Tasks and exercises:
A – According to the commentary on Wisconsin's workforce, how many workers must the state's economy add or replace in the next 10 years?
B – Reproduce the part of the commentary on Wisconsin's workforce that runs from "Economist Dennis Winters, who" up to and including "on Workforce Investment.".

Economist Dennis Winters, who heads the data-crunching team
at the Wisconsin Department of Workforce Development, doesn’t sugarcoat
the major demographic challenge facing the state: We’re old, getting
older and having more issues by the hour finding enough workers —
skilled or otherwise — to expand the economy.

“This phenomenon has never
happened before, and it’s not going away,” Winters told a Friday meeting
of the Governor’s Council on Workforce Investment.

How Wisconsin responds to one of
the most serious demographic challenges in its history is vital to the
state’s economy, which must add or replace 1 million workers in the next
10 years as the current workforce ages and businesses seek to grow or,
in some cases, simply survive.

Read the full commentary in the Milwaukee Journal Sentinel here

While Wisconsin’s population
continues to expand, its civilian workforce is flattening out and may
even decline by 2035, according to state Department of Workforce
Development estimates cited by Winters. In part, that’s because the
state’s population is aging, but Wisconsin must also do a better job of
attracting and retaining young workers — primarily those in their 20s
and 30s.

Failure to address both the
“brain drain” (out-migration) and the “brain gain” (in-migration) issues
would pose major problems for the state as it struggles to compete in
the 21st century Innovation Economy.

Reconstituted earlier this year,
the Council on Workforce Investment has been asked to recommend
strategies for aligning workforce development resources to support
economic growth. That will include building career pathways to support
high-demand industries, identifying best practices around training and
apprenticeships and making every worker — young, old, disabled or
otherwise — count for Wisconsin.

Finding innovative ways to
retrain dislocated workers and to engage sidelined workers of all types
is vital in an era when demographic quantity counts every bit as much as
quality, Winters said.

Workforce challenges are
connected to what continues to be a historically slow recovery from the
latest recession, which was well underway by 2008. Real gross domestic
product recovery 16 quarters after the official end of the Great
Recession has been 9.2%, the lowest of the 11 recessions since World War
II. Similarly, jobs recovery has also been the slowest of the 11
recessions.

“There has been a structural
change in the economy,” Winters said. “This is not your father’s
Oldsmobile … in fact, they don’t make Oldsmobiles anymore.”

In Wisconsin in 2010, there were
only four counties where more than 23% of the population was 65 or
older. That is predicted to grow to 58 counties by 2040. That trend is
aggravated by a slightly above-average loss of young people just after
their high school years. The bigger problem may be the state’s inability
to attract people in their 20s and 30s, which Winters said is partly a
cultural issue.

Given data:
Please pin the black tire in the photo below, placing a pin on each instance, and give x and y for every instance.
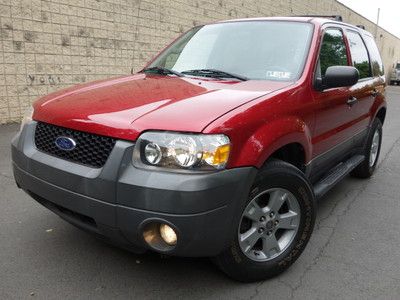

Exercise solutions:
A – 1 million workers.

B –
Economist Dennis Winters, who heads the data-crunching team
at the Wisconsin Department of Workforce Development, doesn’t sugarcoat
the major demographic challenge facing the state: We’re old, getting
older and having more issues by the hour finding enough workers —
skilled or otherwise — to expand the economy.

“This phenomenon has never
happened before, and it’s not going away,” Winters told a Friday meeting
of the Governor’s Council on Workforce Investment.